REQUIREMENT 1:
In the restaurant review, how long does the new oven take to cook a pizza?
REQUIREMENT 2:
Repeat word for word the part of the restaurant review starting with "That’s part of" and going on through "provide further evidence.".

That’s part of what makes him smile so widely: a chance to create, surprise and enchant. There are other reasons. Like the Pajaro Pastures goat moussaka ($19, $28), a comforter of cheese, eggplant and bechamel sauce giving life to an ingredient that will win over those previously sheepish about goat meat (“I like inspiring people to try new things with comfort food,” he says). The bites I had on a press visit – Japanese-inspired hamachi crudo with crunchy snap peas ($11 at lunch), rolls baked and served in cast iron with rich artichoke-pecorino cheese dip ($7), a silly-good seared ahi tuna sandwich (a bargain at $13) and silky sustainable salmon on a bed of shiitake mushrooms and vermicelli noodles (another steal at $14 for lunch), provide further evidence.

He’s also smiling about his shiny new domed-and-tiled oven, hand-built to custom specs and worth more than the cars I’ve ever owned, combined. It can do pizzas like the seasonal asparagus-pesto-burrata ($15) in 90 seconds, and bread for sandwiches like the filet mignon sandwich ($18) to order. (I repeat: They don’t cook the bread for your sandwich until you say you want the sandwich.)

INFORMATION PROVIDED:
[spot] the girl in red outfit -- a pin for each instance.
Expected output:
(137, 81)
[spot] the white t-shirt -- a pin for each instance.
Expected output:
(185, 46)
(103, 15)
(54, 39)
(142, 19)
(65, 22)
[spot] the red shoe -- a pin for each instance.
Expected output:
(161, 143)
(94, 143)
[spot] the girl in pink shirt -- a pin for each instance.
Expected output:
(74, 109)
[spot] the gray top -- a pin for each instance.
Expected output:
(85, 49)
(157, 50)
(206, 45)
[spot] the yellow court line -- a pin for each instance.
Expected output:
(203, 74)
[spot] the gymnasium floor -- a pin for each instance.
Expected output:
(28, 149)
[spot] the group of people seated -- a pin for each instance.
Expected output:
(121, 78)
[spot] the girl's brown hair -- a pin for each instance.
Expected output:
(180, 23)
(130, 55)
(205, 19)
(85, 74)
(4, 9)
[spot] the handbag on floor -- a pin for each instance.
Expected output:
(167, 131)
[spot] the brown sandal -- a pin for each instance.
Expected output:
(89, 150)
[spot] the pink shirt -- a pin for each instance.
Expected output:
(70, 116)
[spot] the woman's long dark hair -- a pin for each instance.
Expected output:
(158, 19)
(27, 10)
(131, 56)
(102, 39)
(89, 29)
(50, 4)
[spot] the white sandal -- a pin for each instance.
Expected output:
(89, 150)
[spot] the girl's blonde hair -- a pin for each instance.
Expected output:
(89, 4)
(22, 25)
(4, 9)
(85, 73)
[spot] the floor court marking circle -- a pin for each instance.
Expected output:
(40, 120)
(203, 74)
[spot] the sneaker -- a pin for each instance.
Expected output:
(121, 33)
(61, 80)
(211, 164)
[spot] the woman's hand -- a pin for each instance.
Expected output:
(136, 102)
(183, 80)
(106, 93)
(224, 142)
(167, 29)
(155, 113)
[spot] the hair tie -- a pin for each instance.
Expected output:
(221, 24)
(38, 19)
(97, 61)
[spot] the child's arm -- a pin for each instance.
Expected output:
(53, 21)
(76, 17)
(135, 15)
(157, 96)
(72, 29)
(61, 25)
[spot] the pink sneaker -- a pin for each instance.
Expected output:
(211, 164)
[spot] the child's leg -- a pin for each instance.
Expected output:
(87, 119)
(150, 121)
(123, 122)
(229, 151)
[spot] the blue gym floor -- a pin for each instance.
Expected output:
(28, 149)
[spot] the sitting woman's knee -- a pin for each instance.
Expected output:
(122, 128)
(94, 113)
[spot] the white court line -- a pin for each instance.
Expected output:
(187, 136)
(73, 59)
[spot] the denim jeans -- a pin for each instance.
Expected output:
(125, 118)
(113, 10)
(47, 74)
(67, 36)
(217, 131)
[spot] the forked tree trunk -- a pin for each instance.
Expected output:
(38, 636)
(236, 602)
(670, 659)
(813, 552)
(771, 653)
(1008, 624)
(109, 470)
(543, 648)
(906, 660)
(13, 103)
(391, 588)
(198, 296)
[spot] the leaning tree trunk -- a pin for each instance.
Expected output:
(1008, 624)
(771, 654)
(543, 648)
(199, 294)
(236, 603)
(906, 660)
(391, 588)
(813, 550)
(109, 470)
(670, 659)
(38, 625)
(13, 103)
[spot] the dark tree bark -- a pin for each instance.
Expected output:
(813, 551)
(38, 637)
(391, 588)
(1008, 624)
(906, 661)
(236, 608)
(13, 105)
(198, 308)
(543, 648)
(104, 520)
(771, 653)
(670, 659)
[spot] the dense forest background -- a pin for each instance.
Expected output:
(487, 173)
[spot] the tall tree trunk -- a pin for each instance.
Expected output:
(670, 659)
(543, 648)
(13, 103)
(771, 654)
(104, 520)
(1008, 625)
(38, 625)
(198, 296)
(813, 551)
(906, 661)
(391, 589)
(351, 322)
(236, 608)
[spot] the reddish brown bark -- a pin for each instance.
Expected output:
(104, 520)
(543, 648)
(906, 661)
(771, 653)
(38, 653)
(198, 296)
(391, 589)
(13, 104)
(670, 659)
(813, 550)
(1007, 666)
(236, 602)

==

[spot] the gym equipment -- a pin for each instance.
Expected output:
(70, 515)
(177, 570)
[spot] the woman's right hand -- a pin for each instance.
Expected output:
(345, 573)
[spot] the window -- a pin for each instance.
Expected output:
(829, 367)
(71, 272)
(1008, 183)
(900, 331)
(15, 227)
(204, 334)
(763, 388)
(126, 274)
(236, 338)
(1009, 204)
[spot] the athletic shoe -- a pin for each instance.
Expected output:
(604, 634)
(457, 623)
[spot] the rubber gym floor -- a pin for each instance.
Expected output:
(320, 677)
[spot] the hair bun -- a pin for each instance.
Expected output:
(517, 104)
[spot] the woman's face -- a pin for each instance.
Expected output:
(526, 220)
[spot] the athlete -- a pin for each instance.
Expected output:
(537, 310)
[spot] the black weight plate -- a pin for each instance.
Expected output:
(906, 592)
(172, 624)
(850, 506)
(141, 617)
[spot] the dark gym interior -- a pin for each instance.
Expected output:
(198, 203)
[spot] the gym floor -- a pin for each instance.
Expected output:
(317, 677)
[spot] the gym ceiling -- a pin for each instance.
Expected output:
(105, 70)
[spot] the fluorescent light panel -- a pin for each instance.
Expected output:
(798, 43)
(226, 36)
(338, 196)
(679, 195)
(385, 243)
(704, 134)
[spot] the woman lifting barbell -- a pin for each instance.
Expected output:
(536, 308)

--

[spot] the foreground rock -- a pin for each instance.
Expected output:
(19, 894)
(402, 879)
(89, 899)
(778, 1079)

YOUR RESPONSE 1:
90 seconds

YOUR RESPONSE 2:
That’s part of what makes him smile so widely: a chance to create, surprise and enchant. There are other reasons. Like the Pajaro Pastures goat moussaka ($19, $28), a comforter of cheese, eggplant and bechamel sauce giving life to an ingredient that will win over those previously sheepish about goat meat (“I like inspiring people to try new things with comfort food,” he says). The bites I had on a press visit – Japanese-inspired hamachi crudo with crunchy snap peas ($11 at lunch), rolls baked and served in cast iron with rich artichoke-pecorino cheese dip ($7), a silly-good seared ahi tuna sandwich (a bargain at $13) and silky sustainable salmon on a bed of shiitake mushrooms and vermicelli noodles (another steal at $14 for lunch), provide further evidence.